> _SUPPLIED ENTRIES_:

----------------------------------------

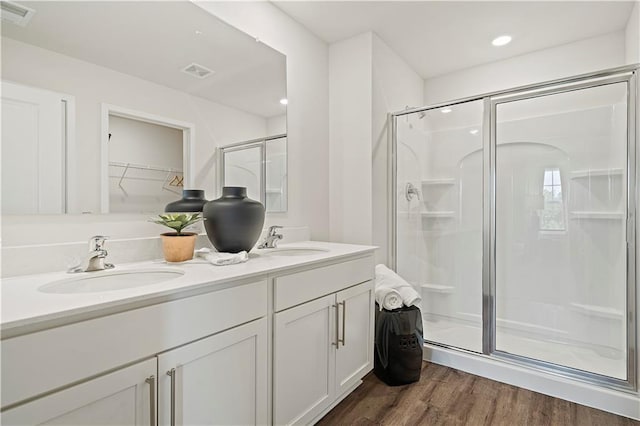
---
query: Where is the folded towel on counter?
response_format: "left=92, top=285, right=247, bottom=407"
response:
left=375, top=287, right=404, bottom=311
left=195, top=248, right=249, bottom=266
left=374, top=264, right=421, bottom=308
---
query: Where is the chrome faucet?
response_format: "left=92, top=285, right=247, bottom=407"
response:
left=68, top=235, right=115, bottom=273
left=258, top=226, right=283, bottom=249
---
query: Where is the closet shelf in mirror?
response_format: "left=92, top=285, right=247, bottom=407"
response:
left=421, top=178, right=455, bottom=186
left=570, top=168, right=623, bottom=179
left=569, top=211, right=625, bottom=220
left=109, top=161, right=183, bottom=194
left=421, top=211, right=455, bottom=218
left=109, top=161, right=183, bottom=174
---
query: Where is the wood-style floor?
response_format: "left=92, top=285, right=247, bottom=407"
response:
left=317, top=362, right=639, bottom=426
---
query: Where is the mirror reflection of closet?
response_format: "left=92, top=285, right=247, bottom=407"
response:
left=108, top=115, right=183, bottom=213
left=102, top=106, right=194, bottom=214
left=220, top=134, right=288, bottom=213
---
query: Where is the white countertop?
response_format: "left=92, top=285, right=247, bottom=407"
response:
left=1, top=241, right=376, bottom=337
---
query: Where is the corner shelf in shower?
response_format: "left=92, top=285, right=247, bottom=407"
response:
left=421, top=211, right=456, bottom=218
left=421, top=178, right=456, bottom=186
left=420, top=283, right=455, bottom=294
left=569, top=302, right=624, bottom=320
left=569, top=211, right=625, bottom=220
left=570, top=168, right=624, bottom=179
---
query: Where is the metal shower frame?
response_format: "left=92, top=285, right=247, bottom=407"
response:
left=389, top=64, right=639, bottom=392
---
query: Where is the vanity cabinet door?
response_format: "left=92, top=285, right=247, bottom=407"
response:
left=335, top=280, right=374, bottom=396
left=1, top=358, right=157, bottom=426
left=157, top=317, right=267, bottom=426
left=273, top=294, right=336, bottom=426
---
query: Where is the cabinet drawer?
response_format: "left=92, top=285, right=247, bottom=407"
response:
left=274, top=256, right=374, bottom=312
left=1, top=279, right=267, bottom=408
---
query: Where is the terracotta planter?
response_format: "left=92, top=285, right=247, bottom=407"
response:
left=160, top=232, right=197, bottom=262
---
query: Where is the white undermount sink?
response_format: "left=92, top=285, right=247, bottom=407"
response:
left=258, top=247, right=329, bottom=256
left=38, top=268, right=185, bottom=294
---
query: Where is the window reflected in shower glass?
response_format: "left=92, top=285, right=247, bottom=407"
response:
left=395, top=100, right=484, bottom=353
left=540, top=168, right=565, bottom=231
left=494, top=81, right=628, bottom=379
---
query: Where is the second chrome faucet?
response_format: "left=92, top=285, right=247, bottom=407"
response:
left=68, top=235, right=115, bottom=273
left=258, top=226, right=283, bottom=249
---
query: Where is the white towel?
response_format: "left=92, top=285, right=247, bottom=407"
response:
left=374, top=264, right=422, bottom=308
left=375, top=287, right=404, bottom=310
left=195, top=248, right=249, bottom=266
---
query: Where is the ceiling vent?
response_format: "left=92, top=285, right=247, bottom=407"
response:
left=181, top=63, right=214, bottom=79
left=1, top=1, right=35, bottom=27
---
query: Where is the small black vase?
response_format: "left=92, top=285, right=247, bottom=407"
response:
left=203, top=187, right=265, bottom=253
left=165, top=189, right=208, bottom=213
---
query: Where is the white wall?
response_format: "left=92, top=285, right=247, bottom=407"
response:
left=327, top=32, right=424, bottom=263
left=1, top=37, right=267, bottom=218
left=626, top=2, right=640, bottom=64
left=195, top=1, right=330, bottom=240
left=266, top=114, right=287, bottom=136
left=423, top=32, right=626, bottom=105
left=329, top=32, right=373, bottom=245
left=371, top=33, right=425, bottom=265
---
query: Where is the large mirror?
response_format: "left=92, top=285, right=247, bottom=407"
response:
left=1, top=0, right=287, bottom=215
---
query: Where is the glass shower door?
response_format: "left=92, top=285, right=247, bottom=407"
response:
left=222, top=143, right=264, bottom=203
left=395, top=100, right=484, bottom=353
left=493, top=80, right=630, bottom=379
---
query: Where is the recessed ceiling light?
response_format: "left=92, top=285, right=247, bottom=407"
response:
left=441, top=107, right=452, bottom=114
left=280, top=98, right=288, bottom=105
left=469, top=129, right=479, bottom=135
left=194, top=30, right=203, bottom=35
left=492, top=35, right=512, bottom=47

----------------------------------------

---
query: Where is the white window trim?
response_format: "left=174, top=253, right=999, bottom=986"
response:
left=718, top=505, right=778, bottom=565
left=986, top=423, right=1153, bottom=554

----------------------------------------

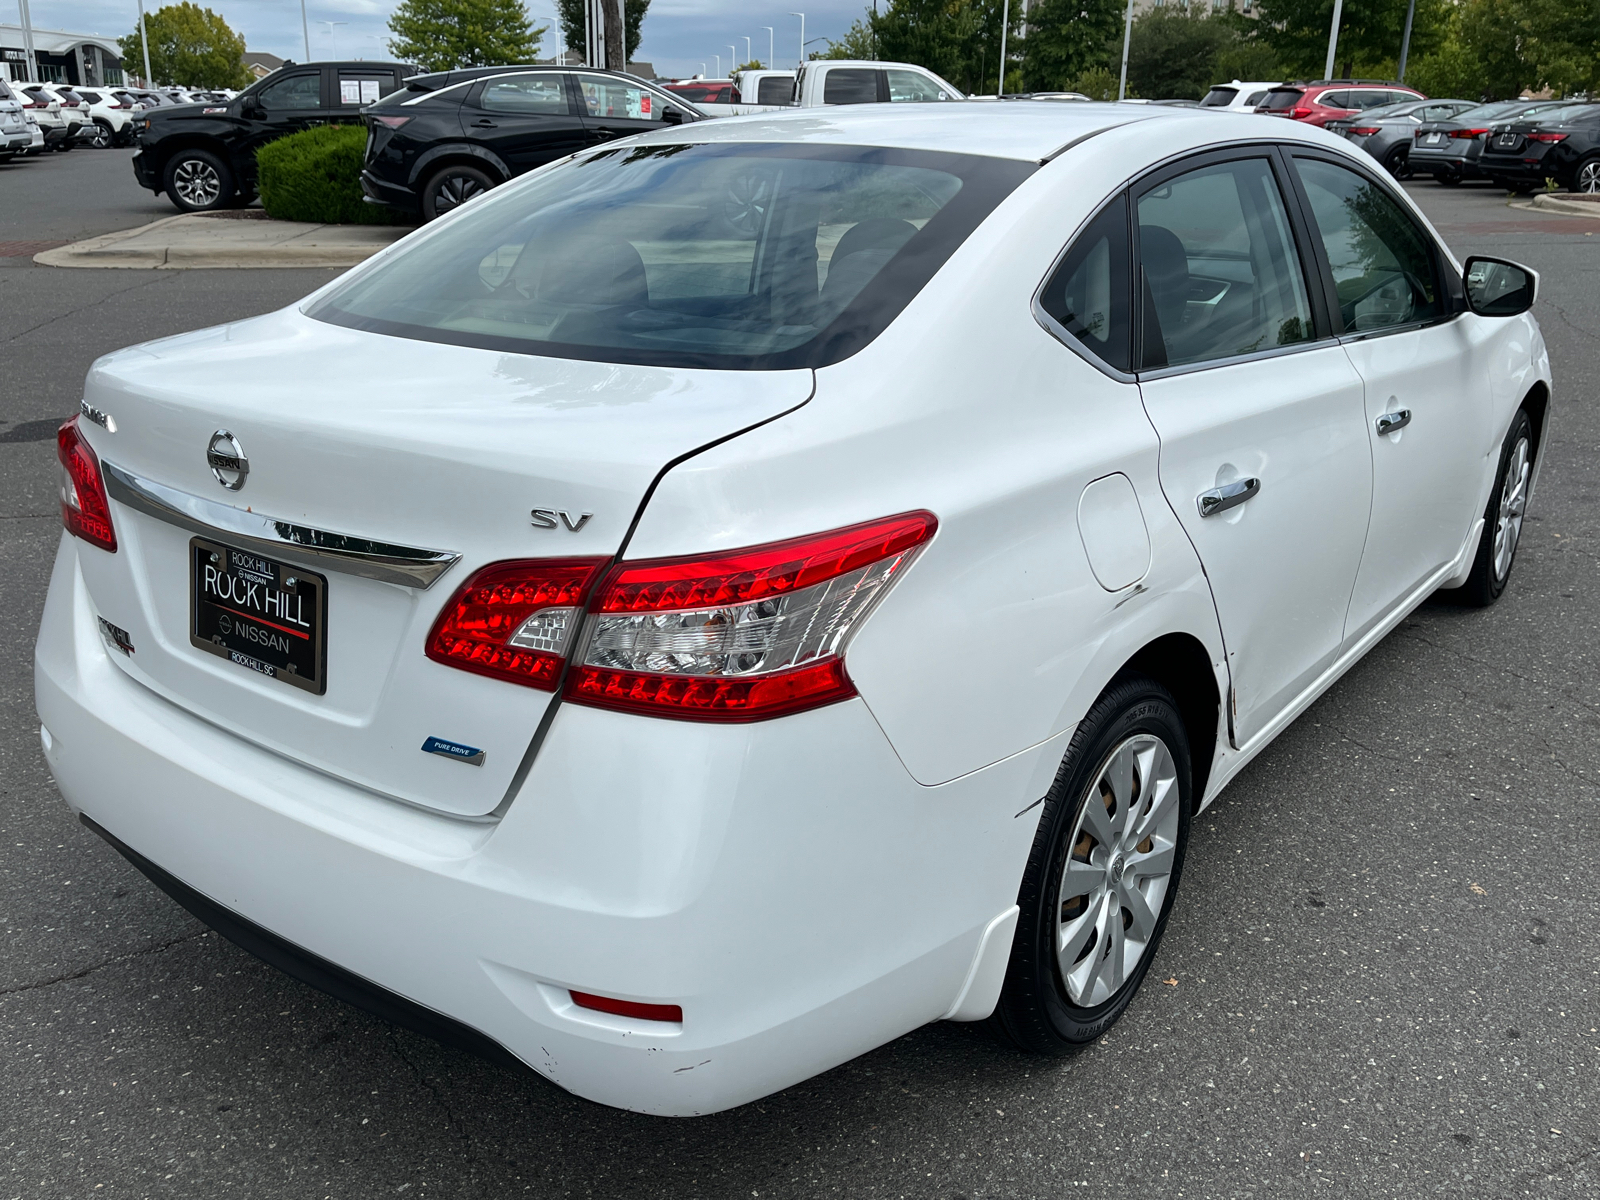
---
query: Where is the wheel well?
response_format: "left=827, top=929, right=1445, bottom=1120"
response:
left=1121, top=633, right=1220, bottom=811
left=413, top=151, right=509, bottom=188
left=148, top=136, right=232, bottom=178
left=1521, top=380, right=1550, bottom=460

----------------------------------------

> _WORK ITEM_:
Take the word "door" and find each line of the material that contains it. Copy those lines.

> _TASK RESULT_:
query: Where is the vanity cabinet door?
query: Where is the glass shower door?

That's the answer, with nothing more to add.